### What to work on
Rewrite every line below in full, shifting each bounding-box coordinate in the answers by -94.

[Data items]
------

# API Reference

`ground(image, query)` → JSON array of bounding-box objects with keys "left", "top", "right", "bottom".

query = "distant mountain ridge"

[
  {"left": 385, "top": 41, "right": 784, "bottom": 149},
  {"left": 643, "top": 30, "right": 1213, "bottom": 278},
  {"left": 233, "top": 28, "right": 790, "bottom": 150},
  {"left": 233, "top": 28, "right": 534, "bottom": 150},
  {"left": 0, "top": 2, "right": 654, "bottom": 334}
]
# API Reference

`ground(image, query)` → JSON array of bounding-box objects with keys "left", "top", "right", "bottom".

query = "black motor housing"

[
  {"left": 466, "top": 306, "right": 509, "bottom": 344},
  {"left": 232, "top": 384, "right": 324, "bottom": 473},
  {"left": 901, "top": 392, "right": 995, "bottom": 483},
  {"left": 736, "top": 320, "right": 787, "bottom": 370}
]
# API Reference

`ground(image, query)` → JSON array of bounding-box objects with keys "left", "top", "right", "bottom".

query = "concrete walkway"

------

### Exercise solution
# API Reference

`ground(image, query)` → JSON array of bounding-box objects with keys "left", "top", "right", "bottom".

query = "distant mountain ridge"

[
  {"left": 291, "top": -53, "right": 690, "bottom": 55},
  {"left": 549, "top": -64, "right": 1119, "bottom": 184},
  {"left": 139, "top": -66, "right": 696, "bottom": 56},
  {"left": 139, "top": -66, "right": 440, "bottom": 56},
  {"left": -94, "top": -92, "right": 560, "bottom": 240}
]
# API Reference

`ground(image, query)` → JSON array of bounding-box objects with keys "left", "top", "right", "bottom".

query = "black motor housing"

[
  {"left": 372, "top": 212, "right": 415, "bottom": 250},
  {"left": 138, "top": 290, "right": 230, "bottom": 379},
  {"left": 807, "top": 298, "right": 901, "bottom": 389},
  {"left": 642, "top": 226, "right": 693, "bottom": 276}
]
# API Reference

`ground(image, query)` → JSON array of bounding-box objects with keys "left", "top", "right", "bottom".

query = "concrete walkway"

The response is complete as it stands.